### Extracted records
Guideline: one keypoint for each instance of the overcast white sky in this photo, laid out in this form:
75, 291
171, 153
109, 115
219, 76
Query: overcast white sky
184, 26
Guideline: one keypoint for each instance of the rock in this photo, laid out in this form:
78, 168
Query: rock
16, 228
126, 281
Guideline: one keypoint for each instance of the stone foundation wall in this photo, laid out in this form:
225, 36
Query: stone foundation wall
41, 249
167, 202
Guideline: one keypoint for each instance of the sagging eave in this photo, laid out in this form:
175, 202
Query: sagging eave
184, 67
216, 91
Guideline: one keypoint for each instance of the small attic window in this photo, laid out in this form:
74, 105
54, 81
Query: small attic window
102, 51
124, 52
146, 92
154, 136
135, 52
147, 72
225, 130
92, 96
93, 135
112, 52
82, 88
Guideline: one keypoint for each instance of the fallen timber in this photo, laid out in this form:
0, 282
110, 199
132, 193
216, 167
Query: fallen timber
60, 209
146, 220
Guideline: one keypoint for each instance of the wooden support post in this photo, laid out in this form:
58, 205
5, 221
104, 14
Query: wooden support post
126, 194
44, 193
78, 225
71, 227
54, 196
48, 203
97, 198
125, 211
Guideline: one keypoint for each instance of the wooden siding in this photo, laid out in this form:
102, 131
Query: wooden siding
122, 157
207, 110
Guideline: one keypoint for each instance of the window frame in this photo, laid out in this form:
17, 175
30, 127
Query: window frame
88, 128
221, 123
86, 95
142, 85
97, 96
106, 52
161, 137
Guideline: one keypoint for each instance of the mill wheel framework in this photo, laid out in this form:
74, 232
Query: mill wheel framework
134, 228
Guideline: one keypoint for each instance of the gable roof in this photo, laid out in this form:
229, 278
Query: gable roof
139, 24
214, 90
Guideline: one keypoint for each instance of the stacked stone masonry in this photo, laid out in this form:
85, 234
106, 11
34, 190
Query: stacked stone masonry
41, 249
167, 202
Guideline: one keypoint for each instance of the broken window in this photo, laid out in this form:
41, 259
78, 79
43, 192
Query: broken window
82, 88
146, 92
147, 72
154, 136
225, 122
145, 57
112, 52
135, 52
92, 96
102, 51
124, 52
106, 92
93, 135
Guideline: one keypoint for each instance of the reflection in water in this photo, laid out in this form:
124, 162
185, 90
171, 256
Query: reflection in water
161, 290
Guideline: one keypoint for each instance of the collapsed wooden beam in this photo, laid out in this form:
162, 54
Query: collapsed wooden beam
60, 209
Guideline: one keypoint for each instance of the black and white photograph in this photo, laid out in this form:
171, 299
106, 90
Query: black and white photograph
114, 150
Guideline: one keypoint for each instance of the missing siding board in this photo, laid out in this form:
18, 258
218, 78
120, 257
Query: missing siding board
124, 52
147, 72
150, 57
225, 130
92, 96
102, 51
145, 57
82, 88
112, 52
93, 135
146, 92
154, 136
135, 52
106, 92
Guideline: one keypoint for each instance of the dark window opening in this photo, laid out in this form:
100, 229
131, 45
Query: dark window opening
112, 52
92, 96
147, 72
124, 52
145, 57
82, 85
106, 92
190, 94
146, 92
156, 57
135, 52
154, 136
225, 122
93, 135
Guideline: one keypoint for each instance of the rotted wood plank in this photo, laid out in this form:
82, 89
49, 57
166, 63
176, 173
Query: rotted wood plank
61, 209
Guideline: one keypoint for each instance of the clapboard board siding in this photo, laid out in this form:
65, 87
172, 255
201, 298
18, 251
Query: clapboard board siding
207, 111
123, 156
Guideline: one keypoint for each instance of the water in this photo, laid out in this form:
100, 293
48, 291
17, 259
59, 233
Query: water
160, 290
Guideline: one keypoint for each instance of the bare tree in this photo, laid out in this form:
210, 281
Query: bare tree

### Problem
Collect each line of the entries that has the word "tree", copying it in full.

### Output of the exercise
Guideline: one keypoint for each instance of the bare tree in this photo, laid out in this form:
Query: bare tree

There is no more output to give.